TEXTE À ANALYSER:

Intervention de Didier Quentin

Réunion du 27 avril 2016 à 9h45
Commission des affaires étrangères

Photo issue du site de l'Assemblée nationale ou de WikipediaDidier Quentin, rapporteur :

Le protocole que nous examinons est la troisième modification apportée à la convention d'Athènes de 1974, relative au transport par mer de passagers et de leurs bagages. J'aurai l'occasion d'expliquer par la suite pourquoi il a fallu tant de temps pour aboutir à l'adhésion de la France.

Le protocole a pour objet d'établir des règles pour l'indemnisation des préjudices subis sur des navires effectuant des transports internationaux. Plusieurs types de préjudices sont envisagés : la mort du passager et ses « lésions corporelles », mais aussi la perte des bagages et les dommages affectant ces derniers.

La nécessité de ce type de conventions résulte notamment du développement des croisières maritimes et des conséquences particulièrement dramatiques des accidents en mer. Je pense notamment au chavirage du Joola au large des côtes de Gambie en 2002, qui a fait près de 2 000 morts, ou au naufrage du Costa Concordia, le 13 janvier 2012, dans lequel 32 personnes ont perdu la vie.

Ce protocole a été adopté en 2002, dans le cadre de l'Organisation maritime internationale (OMI). Il comporte plusieurs avancées par rapport à la convention initiale de 1974 : un régime de responsabilité sans faute du transporteur dans certaines hypothèses ; des limites de responsabilité significativement étendues ; une obligation d'assurance pour le transporteur, avec un mécanisme de vérification ; un droit d'action directe des passagers à l'encontre de l'assureur en cas de préjudice.

Avant de vous présenter plus en détail le texte, son articulation avec d'autres instruments pertinents dans ce domaine du droit maritime et, enfin, les raisons qui justifient l'adhésion de la France au protocole, je voudrais commencer par une remarque préliminaire qui permettra d'éclairer davantage la portée de notre délibération de ce jour.

Conformément à l'article 15 du protocole, la convention d'Athènes de 1974 et son protocole de 2002, qui nous est soumis, sont considérés et interprétés comme formant un seul instrument juridique.

Il en résulte deux conséquences. La première peut sembler assez curieuse, mais elle est finalement logique : selon l'OMI, les Etats qui adhèrent au protocole de 2002 doivent d'abord dénoncer la convention initiale de 1974 et ses protocoles antérieurs, s'ils y sont déjà parties. Ensuite, en adhérant au protocole de 2002, nous ne serons pas liés seulement par lui mais aussi par la convention de 1974, telle que le protocole la modifie et la complète. C'est sur ce bloc que nous sommes appelés à nous prononcer. J'insiste quelque peu sur ce point, car nous n'avions pas ratifié jusqu'à présent la convention d'Athènes, dans sa version initiale de 1974.

TRAVAIL À RÉALISER: Reproduisez fidèlement le passage de l'intervention de Didier Quentin qui commence à « Conformément à l'article » et se termine à « initiale de 1974. ». Le matériel qui suit est indépendant de l'intervention de Didier Quentin.

DONNÉES PRÉSENTÉES:

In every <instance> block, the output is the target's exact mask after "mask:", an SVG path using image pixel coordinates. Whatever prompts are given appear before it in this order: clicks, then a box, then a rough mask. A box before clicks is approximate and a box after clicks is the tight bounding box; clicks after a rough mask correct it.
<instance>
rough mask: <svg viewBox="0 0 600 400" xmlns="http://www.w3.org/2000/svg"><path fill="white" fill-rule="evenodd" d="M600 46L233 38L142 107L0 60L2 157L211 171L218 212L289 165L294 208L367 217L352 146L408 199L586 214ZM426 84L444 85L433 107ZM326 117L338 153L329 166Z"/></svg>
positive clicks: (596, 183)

VOTRE SOLUTION:
Conformément à l'article 15 du protocole, la convention d'Athènes de 1974 et son protocole de 2002, qui nous est soumis, sont considérés et interprétés comme formant un seul instrument juridique.

Il en résulte deux conséquences. La première peut sembler assez curieuse, mais elle est finalement logique : selon l'OMI, les Etats qui adhèrent au protocole de 2002 doivent d'abord dénoncer la convention initiale de 1974 et ses protocoles antérieurs, s'ils y sont déjà parties. Ensuite, en adhérant au protocole de 2002, nous ne serons pas liés seulement par lui mais aussi par la convention de 1974, telle que le protocole la modifie et la complète. C'est sur ce bloc que nous sommes appelés à nous prononcer. J'insiste quelque peu sur ce point, car nous n'avions pas ratifié jusqu'à présent la convention d'Athènes, dans sa version initiale de 1974.